** Start of Records **

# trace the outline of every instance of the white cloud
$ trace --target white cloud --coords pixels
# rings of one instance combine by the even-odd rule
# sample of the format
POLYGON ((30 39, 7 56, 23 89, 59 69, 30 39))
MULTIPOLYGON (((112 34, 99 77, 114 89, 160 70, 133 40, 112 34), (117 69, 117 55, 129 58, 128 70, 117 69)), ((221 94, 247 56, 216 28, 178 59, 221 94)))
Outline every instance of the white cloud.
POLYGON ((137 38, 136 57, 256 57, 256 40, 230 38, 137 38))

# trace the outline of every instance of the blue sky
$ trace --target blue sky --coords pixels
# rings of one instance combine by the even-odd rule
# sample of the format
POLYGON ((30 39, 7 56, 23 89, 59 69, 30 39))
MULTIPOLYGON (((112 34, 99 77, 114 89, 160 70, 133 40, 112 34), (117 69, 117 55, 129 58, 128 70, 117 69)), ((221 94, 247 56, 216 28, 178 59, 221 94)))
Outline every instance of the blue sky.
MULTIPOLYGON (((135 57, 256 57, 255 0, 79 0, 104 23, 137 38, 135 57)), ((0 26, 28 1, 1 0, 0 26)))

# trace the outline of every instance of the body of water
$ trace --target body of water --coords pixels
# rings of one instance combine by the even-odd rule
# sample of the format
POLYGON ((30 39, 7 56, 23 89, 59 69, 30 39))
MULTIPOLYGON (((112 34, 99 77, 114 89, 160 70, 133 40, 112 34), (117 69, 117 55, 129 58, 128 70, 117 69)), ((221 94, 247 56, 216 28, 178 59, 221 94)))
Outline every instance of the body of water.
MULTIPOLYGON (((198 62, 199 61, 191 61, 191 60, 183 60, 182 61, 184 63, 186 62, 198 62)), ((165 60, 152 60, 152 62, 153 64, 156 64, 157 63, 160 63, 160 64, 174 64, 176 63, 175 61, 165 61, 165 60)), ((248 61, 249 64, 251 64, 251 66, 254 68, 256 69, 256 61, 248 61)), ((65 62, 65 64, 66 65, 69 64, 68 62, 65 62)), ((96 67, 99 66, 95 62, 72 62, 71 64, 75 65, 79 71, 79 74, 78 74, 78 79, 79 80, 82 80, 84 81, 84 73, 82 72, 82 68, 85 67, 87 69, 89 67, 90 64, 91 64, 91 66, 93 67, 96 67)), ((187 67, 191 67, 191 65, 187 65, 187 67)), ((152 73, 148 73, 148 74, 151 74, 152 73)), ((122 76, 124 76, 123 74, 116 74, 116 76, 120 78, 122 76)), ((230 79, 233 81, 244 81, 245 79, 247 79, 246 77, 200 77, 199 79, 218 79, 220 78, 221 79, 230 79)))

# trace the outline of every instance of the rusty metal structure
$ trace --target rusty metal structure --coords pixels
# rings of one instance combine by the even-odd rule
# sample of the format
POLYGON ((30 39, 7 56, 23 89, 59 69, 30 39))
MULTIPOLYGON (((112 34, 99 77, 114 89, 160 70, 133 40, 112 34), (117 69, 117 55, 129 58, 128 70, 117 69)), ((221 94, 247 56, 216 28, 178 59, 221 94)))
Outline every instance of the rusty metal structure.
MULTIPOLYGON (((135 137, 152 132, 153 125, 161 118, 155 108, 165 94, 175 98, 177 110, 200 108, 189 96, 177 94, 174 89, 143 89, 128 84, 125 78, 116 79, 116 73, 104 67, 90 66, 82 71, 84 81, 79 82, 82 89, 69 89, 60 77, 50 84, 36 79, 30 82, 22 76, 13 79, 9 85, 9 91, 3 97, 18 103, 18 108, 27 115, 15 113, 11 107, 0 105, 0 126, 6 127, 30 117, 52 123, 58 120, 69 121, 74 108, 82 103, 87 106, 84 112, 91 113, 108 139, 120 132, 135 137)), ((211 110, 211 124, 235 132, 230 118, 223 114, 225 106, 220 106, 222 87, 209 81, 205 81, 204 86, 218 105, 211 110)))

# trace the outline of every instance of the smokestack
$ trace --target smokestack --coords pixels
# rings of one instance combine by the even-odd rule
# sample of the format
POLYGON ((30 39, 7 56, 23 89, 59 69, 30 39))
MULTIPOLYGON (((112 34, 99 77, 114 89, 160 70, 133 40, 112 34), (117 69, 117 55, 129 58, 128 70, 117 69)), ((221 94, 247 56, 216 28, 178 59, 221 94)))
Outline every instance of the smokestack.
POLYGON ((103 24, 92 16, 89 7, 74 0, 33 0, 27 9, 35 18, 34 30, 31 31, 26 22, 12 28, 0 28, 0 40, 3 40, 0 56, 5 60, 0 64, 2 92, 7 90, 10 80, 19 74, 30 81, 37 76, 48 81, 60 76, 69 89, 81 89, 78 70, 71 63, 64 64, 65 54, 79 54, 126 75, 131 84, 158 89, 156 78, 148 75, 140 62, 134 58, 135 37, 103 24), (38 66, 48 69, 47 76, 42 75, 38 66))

** End of Records **

* The request
Format every line of the items above as a JSON array of strings, with one string per line and no entries for blank lines.

* Solution to the problem
[
  "# trace the outline of every instance of the white cloud",
  "$ trace --target white cloud --coords pixels",
  "# rings of one instance combine by the even-odd rule",
  "# sample of the format",
  "POLYGON ((30 39, 7 56, 23 89, 59 69, 30 39))",
  "MULTIPOLYGON (((112 34, 99 77, 114 89, 160 70, 133 40, 112 34), (117 69, 117 55, 129 58, 128 70, 117 69)), ((221 94, 247 56, 216 28, 178 59, 221 94)))",
  "Outline every instance of the white cloud.",
  "POLYGON ((137 38, 136 57, 256 57, 256 40, 230 38, 137 38))",
  "# trace the outline of every instance of the blue sky",
  "$ trace --target blue sky --coords pixels",
  "# rings of one instance combine by the even-odd rule",
  "# sample of the format",
  "POLYGON ((30 39, 7 56, 23 89, 59 69, 30 39))",
  "MULTIPOLYGON (((112 34, 99 77, 114 89, 160 70, 133 40, 112 34), (117 69, 117 55, 129 58, 128 70, 117 69)), ((221 94, 247 56, 216 28, 178 59, 221 94)))",
  "Outline every instance of the blue sky.",
  "MULTIPOLYGON (((135 57, 256 57, 255 0, 79 0, 104 23, 137 38, 135 57)), ((0 26, 28 1, 1 0, 0 26)))",
  "# trace the outline of every instance of the body of water",
  "$ trace --target body of water --coords pixels",
  "# rings of one instance combine by the even-odd rule",
  "# sample of the format",
  "POLYGON ((30 39, 7 56, 23 89, 59 69, 30 39))",
  "MULTIPOLYGON (((112 34, 99 77, 114 89, 160 70, 133 40, 112 34), (117 69, 117 55, 129 58, 128 70, 117 69)), ((221 94, 247 56, 216 28, 178 59, 221 94)))",
  "Outline every instance of the body of water.",
  "MULTIPOLYGON (((198 62, 199 61, 191 61, 191 60, 183 60, 182 61, 184 63, 186 62, 198 62)), ((165 60, 152 60, 152 62, 153 64, 156 64, 157 63, 160 63, 160 64, 174 64, 176 63, 175 61, 165 61, 165 60)), ((248 61, 249 64, 251 64, 251 66, 254 68, 256 69, 256 61, 248 61)), ((65 62, 65 64, 66 65, 69 64, 68 62, 65 62)), ((96 67, 99 66, 95 62, 72 62, 71 64, 75 65, 79 71, 79 74, 78 74, 78 79, 79 80, 82 80, 84 81, 84 73, 82 72, 82 68, 85 67, 87 69, 89 67, 90 64, 91 64, 91 66, 93 67, 96 67)), ((187 67, 191 67, 191 65, 187 65, 187 67)), ((152 73, 148 73, 148 74, 151 74, 152 73)), ((122 76, 124 76, 123 74, 116 74, 116 76, 120 78, 122 76)), ((230 79, 233 81, 244 81, 245 79, 247 79, 246 77, 200 77, 199 79, 218 79, 220 78, 221 79, 230 79)))",
  "# trace the outline of every instance of the rusty metal structure",
  "$ trace --target rusty metal structure --coords pixels",
  "# rings of one instance combine by the even-odd rule",
  "# sample of the format",
  "POLYGON ((30 39, 7 56, 23 89, 59 69, 30 39))",
  "MULTIPOLYGON (((112 34, 99 77, 114 89, 160 70, 133 40, 112 34), (117 69, 117 55, 129 58, 128 70, 117 69)), ((221 94, 247 56, 216 28, 178 59, 221 94)))",
  "Outline every instance of the rusty metal structure.",
  "MULTIPOLYGON (((135 137, 152 132, 153 125, 161 118, 155 108, 165 94, 175 98, 177 110, 200 108, 189 96, 177 94, 174 89, 143 89, 128 84, 125 78, 116 79, 116 73, 104 67, 90 66, 82 71, 84 81, 79 82, 82 89, 69 89, 60 77, 50 84, 36 79, 30 82, 22 76, 13 79, 9 85, 9 91, 3 97, 18 103, 18 108, 27 115, 15 113, 11 107, 0 105, 0 126, 6 127, 30 117, 52 123, 58 120, 69 121, 74 108, 82 103, 87 106, 84 112, 91 113, 108 139, 120 132, 135 137)), ((211 110, 211 124, 235 132, 230 118, 223 114, 225 106, 220 106, 222 87, 209 81, 205 81, 204 86, 218 105, 211 110)))",
  "# trace the outline of every instance of the smokestack",
  "$ trace --target smokestack --coords pixels",
  "# rings of one instance combine by the even-odd rule",
  "# sample of the format",
  "POLYGON ((30 39, 7 56, 23 89, 59 69, 30 39))",
  "MULTIPOLYGON (((112 34, 99 77, 114 89, 160 70, 133 40, 112 34), (117 69, 117 55, 129 58, 128 70, 117 69)), ((221 94, 247 56, 216 28, 178 59, 221 94)))",
  "Outline every instance of the smokestack.",
  "POLYGON ((103 24, 92 16, 89 7, 74 0, 33 0, 27 9, 35 18, 34 30, 31 31, 26 22, 12 28, 0 28, 0 40, 3 40, 0 56, 5 60, 0 64, 2 92, 7 90, 10 80, 19 74, 30 81, 37 76, 48 81, 60 76, 69 89, 81 89, 78 70, 71 63, 64 64, 65 54, 79 54, 126 75, 131 84, 158 89, 156 78, 148 75, 140 62, 134 58, 135 37, 103 24), (38 66, 48 69, 47 76, 42 75, 38 66))"
]